--- EXERCISE TASK 1 ---
Please identify every line of the records that contains the word "yellow" and copy each one. Case counts.

--- PASSAGE SHOWN ---
Guest Post! WRITING WIDE by J.S. Wayne

Writing Wide

I’m easily bored.

I hate convention. I hate tropes, though I often find myself weaving them into my stories without conscious intent. I despise “the usual” and am always looking for a way to do things differently, some way to shake up the system and cause a little disruption in people’s expectations. This sensibility, of not doing the expected thing, or of doing the expected in an unexpected way, has been part of me for as long as I can remember.

When it comes to writing, I can’t write the same thing twice in a row. I don’t mean I don’t want to, or it doesn’t interest me. I am literally, physically incapable of it. I finish a story, and I know it’s something good. I know there’s a sequel there, and I’m the one to write it because I’m the one who lives in my characters’ heads.

But I sit down to the keyboard, and nothing happens.

You’ve done it all before, my brain says. You’re not bringing anything new to this story right now.

At this point, I have two choices: I can either force it, and it will sound and feel forced because it is, or I can set it aside and do something else, purging the new idea so I can look at the sequel with fresh eyes.

I never wanted to write erotic romance. I was urban fantasy all the way, and ride or die, that was my genre and Hell would hold Latin High Mass in a raging blizzard with compulsory attendance for every damned soul and demon before I’d get within an astronomical unit of writing romance. It was “too easy,” too safe, and besides, every single romance writer is a woman! (Yes, I’m well aware the entire last sentence is a series of myths now, thanks. But I didn’t know that then.)

And yet…

 

 

I finished my first (and only, as it happens) urban fantasy book in 2010. While waiting for NaNoWriMo that year, I stumbled on Writing.com and a couple of writing contests. Okay, I thought, and read closer. They were paranormal erotic romance contests, and I thought it would be a good brain exercise, just a way to stretch myself a bit.

--- DATA TO PROCESS ---
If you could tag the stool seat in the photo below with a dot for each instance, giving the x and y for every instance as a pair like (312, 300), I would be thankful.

* * *

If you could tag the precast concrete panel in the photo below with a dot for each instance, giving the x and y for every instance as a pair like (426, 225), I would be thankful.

...

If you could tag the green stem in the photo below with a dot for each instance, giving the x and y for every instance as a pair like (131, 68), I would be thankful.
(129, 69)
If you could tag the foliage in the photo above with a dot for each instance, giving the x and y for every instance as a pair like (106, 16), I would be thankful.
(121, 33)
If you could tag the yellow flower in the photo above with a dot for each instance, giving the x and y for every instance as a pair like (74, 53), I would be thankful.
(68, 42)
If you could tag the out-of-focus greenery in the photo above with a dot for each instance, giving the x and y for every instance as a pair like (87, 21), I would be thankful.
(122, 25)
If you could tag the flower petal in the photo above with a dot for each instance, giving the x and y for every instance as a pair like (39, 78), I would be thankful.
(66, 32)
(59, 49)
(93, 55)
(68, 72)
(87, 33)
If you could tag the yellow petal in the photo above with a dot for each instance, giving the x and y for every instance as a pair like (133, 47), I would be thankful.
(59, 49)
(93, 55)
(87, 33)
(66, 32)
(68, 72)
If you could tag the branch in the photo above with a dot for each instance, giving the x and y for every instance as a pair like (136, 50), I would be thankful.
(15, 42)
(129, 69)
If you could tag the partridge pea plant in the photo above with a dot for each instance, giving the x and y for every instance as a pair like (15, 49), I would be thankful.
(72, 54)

--- EXERCISE TASK 2 ---
In the guest post on writing wide, what year did the writer finish their first urban fantasy book?

--- FULL ANSWER 1 ---
If you could tag the yellow flower in the photo above with a dot for each instance, giving the x and y for every instance as a pair like (74, 53), I would be thankful.
If you could tag the yellow petal in the photo above with a dot for each instance, giving the x and y for every instance as a pair like (133, 47), I would be thankful.

--- FULL ANSWER 2 ---
2010